◆ Excerpt to read ◆
Finaly, now that we have defined where our features are stored, and the processing we want. Now we can define which features our model will use.

First we need to import the feature views that we want to use. We then define that we want the loan_status to be the label for our credit_scoring model, and that it is a classification task.

from aligned import model_contract
from examples.credit_scoring.credit_history import CreditHistory
from examples.credit_scoring.zipcode import Zipcode
from examples.credit_scoring.loan import Loan

credit = CreditHistory()
zipcode = Zipcode()
loan = Loan()

@model_contract(
    name="credit_scoring",
    description="A model that do credit scoring",
    features=[
        credit.credit_card_due,
        credit.mortgage_due,
        credit.student_loan_due,
        credit.vehicle_loan_due,
        credit.hard_pulls,
        credit.missed_payments_1y,
        credit.missed_payments_2y,
        credit.missed_payments_6m,
        credit.bankruptcies,

        zipcode.city,
        zipcode.state,
        zipcode.is_primary_location,
        zipcode.tax_returns_filed,
        zipcode.total_wages,

        loan.person_age,
        loan.person_income,
        loan.person_emp_length,
        loan.person_home_ownership_ordinal,
        loan.loan_amount,
        loan.loan_int_rate,
        loan.loan_intent_ordinal
    ]
)
class CreditScoring:

    was_granted_loan = loan.loan_status.as_classification_target()

Training a model

To train a model can we easily load a training data set with the following few lines.

store = await FileSource.json_at("features.json").feature_store()

entities = FileSource.csv_at("training_entities.parquet")
training_data = await store.model("credit_scoring")\
    .with_targets()\
    .features_for(entities)\
    .to_pandas()

Now that we have some data. We train a model with ease. No need to define which features to use your self, it is handled for you.

from sklearn.tree imoprt DecisionTreeClassifier

classifier = DecisionTreeClassifier()

◆ Supplied material ◆
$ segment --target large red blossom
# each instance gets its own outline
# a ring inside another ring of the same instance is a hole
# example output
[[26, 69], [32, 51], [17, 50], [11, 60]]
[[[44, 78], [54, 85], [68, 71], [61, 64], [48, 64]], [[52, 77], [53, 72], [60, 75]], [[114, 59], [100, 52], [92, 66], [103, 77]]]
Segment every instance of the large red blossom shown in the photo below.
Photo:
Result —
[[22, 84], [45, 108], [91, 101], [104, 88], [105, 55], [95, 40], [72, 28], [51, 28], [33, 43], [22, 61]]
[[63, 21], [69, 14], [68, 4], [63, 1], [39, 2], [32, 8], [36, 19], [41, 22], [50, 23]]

==

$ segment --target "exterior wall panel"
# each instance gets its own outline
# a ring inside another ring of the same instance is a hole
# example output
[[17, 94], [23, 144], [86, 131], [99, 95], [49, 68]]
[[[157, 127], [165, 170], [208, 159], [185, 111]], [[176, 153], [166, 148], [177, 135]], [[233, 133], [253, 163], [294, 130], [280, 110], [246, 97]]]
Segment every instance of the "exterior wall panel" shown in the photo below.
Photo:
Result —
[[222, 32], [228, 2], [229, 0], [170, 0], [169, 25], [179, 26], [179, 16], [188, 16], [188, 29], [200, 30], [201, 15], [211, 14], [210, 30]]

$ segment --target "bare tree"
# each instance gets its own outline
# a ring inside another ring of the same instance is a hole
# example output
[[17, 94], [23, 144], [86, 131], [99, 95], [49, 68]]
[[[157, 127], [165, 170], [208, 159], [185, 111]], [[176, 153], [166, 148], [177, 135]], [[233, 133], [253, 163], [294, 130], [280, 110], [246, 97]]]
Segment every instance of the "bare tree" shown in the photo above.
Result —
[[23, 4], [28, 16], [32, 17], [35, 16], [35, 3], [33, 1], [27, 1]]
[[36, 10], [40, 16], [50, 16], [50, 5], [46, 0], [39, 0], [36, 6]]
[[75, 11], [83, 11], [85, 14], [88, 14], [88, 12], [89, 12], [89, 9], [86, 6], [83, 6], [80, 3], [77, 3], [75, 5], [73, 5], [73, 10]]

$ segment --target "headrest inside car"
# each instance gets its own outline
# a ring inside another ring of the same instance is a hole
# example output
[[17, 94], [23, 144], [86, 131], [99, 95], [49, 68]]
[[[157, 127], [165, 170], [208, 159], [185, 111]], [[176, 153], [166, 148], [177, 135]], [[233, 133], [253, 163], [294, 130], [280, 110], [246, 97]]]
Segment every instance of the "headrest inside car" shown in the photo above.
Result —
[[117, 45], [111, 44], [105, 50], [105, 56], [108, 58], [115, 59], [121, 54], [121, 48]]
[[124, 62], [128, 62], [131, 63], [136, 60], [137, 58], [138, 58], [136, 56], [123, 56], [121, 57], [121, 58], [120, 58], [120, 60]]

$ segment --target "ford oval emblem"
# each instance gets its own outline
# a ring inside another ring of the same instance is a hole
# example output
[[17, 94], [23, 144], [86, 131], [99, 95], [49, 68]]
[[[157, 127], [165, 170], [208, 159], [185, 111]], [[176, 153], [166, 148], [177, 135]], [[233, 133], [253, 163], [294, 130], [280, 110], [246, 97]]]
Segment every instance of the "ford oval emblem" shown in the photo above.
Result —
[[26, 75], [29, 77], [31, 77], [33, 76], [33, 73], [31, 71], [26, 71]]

◆ Prompt ◆
Please answer these questions from the credit scoring excerpt:
(a) What name does the model contract give the model?
(b) From which JSON file is the feature store loaded?
(c) Which classifier class is imported from sklearn.tree?

◆ Exercise response ◆
(a) credit_scoring
(b) features.json
(c) DecisionTreeClassifier